Задание: Перепиши слово в слово из отрывка о лагерных «мусульманах» участок от «В свидетельстве снова» до «что вас ждет[74].» включительно.

След несвидетельствуемого, который, кажется, намечает язык, не является словом несвидетельствуемого. Это слово языка, слово, которое рождается там, в основании чего язык больше не находится, но проистекает оттуда, чтобы просто свидетельствовать: «Оно не было светом, но было свидетельством о свете»[72].

2. «Мусульманин»

2.1.

от, о ком не может быть свидетельства, имеет, однако, имя. На лагерном жаргоне он зовется der Muselmann, мусульманин.

В так называемом Muselmann — на лагерном языке этим словом называли узника, оставившего всякую надежду и оставленного товарищами, — угасала та область сознания, в которой противостоят друг другу добро и зло, благородство и низость, духовность и бездуховное. Он превращался в ходячий труп, в средоточие физических функций агонизирующего тела. Мы должны будем, как ни больно это делать, исключить его из нашего рассмотрения[73].

В свидетельстве снова лакуна, на сей раз оставленная вполне сознательно.

Помню, однажды, когда мы спускались по лестнице, что вела в баню, к нам присоединили группу мусульман, как мы их впоследствии стали называть. Это были настоящие мумии, живые мертвецы. Их заставили спуститься вниз вместе с нами, чтобы показать их нам, словно желая сказать: смотрите, что вас ждет[74].

Записи:
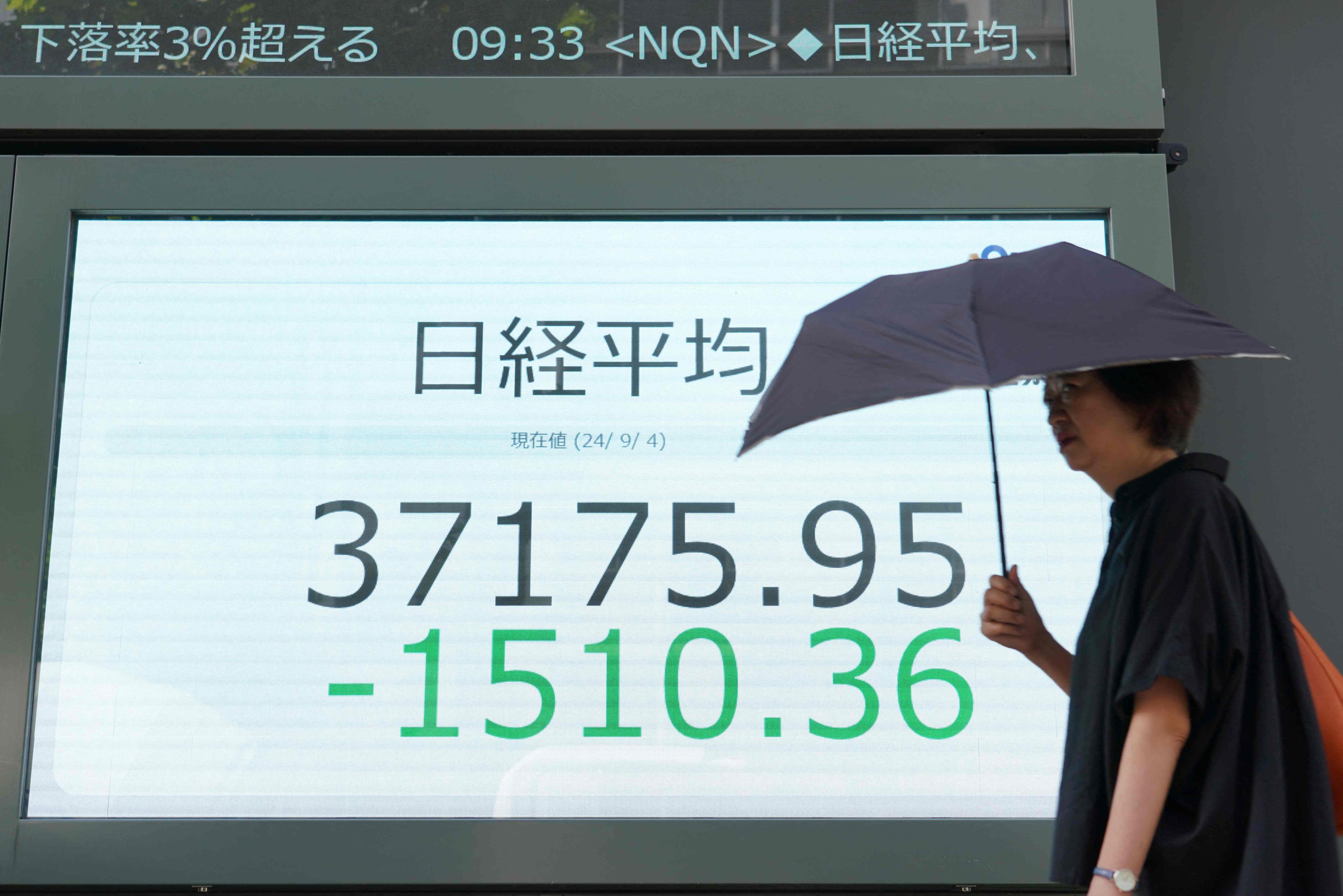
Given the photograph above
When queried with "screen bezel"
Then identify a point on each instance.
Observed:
(1115, 91)
(50, 193)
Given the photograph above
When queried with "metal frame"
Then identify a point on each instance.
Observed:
(49, 191)
(1115, 91)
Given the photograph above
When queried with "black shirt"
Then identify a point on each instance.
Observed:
(1188, 590)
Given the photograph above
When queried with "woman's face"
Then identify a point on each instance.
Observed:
(1092, 428)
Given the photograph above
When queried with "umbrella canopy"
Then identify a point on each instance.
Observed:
(984, 324)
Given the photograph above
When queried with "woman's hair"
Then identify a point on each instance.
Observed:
(1164, 396)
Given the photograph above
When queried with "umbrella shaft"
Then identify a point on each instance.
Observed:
(998, 498)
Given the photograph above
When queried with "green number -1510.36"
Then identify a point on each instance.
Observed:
(610, 645)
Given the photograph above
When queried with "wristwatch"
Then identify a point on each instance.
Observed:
(1125, 880)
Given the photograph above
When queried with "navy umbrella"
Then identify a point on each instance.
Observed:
(984, 324)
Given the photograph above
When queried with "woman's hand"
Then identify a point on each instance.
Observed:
(1010, 619)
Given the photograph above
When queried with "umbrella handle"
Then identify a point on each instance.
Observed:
(998, 498)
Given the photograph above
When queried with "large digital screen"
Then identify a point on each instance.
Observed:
(445, 519)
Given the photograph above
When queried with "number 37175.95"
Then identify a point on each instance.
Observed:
(865, 558)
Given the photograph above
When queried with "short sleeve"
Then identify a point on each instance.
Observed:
(1185, 593)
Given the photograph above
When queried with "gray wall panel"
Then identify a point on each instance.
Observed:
(1257, 223)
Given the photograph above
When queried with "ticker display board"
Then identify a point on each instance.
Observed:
(538, 38)
(445, 519)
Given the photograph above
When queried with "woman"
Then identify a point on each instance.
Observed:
(1193, 761)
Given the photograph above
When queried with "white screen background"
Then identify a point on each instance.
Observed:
(225, 378)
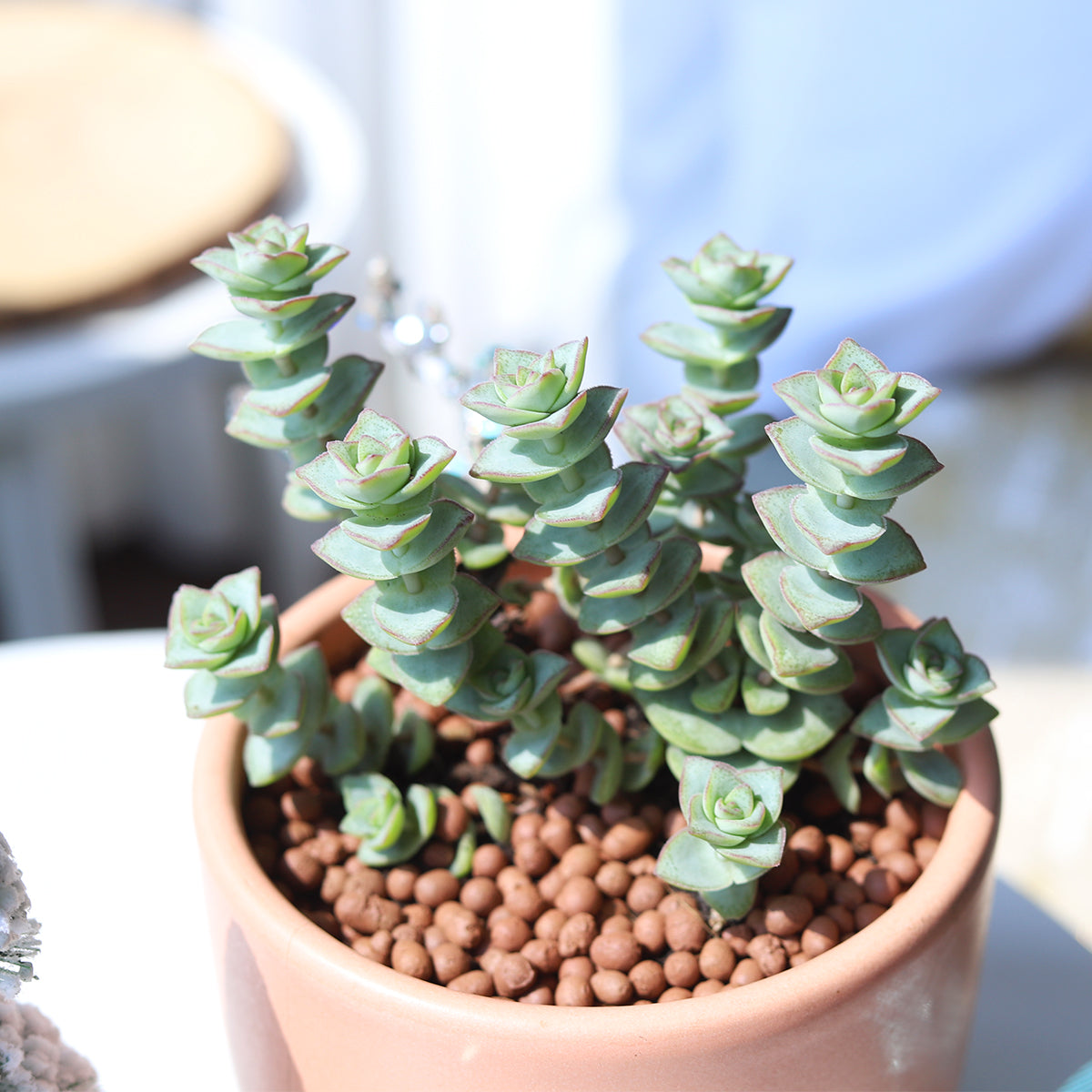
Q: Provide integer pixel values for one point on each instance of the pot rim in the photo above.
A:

Результат:
В свидетельстве снова лакуна, на сей раз оставленная вполне сознательно.

Помню, однажды, когда мы спускались по лестнице, что вела в баню, к нам присоединили группу мусульман, как мы их впоследствии стали называть. Это были настоящие мумии, живые мертвецы. Их заставили спуститься вниз вместе с нами, чтобы показать их нам, словно желая сказать: смотрите, что вас ждет[74].